▶ Task requirements
Reproduce the records from their first line up to and including the line with "positive clicks: (280, 258)", changing "positive clicks" to "foreground clicks" and keeping everything else identical.

▶ Provided information
[Start of Attachment]
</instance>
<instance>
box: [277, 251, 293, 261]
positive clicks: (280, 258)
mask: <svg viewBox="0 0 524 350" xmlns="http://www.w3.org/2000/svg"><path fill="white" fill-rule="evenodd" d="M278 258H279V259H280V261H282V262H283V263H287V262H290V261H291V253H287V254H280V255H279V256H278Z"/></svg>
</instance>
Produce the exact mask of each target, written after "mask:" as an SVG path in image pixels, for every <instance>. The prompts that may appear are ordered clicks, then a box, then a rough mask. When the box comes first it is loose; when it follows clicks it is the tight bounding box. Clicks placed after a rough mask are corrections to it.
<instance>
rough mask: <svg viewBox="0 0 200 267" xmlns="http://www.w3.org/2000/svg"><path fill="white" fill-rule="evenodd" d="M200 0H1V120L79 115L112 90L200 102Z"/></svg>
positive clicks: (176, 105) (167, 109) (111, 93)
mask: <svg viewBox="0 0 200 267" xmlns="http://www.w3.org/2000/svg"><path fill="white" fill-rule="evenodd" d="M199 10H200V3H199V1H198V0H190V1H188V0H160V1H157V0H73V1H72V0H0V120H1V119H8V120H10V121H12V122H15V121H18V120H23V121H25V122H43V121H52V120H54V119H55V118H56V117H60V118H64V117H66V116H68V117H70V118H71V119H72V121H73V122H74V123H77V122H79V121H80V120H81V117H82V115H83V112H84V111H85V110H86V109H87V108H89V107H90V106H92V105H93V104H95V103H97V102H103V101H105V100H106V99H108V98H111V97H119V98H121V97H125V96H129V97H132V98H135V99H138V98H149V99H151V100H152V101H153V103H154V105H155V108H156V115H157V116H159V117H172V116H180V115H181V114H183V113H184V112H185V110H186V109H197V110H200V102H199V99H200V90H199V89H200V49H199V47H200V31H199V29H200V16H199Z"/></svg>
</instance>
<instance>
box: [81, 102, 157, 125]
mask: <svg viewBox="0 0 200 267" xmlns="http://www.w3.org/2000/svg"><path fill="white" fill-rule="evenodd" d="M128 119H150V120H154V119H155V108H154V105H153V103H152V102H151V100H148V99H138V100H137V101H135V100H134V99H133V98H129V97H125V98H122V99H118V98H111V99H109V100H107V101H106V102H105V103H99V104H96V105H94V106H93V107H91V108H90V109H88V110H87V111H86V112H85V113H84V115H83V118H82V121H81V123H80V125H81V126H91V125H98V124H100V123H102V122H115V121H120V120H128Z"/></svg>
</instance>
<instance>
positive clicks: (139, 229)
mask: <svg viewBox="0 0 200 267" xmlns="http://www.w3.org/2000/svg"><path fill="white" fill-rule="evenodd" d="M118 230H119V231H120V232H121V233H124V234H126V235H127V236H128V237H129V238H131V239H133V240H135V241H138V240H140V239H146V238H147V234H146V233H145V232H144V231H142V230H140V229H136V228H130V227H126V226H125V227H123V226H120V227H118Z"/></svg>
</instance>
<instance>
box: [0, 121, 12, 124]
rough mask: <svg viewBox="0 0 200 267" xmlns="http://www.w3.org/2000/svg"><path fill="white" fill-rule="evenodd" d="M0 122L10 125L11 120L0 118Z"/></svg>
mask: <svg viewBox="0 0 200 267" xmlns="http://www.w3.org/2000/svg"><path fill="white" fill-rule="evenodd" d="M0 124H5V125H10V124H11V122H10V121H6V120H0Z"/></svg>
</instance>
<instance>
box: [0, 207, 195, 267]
[End of Attachment]
▶ Output
</instance>
<instance>
box: [277, 251, 293, 261]
foreground clicks: (280, 258)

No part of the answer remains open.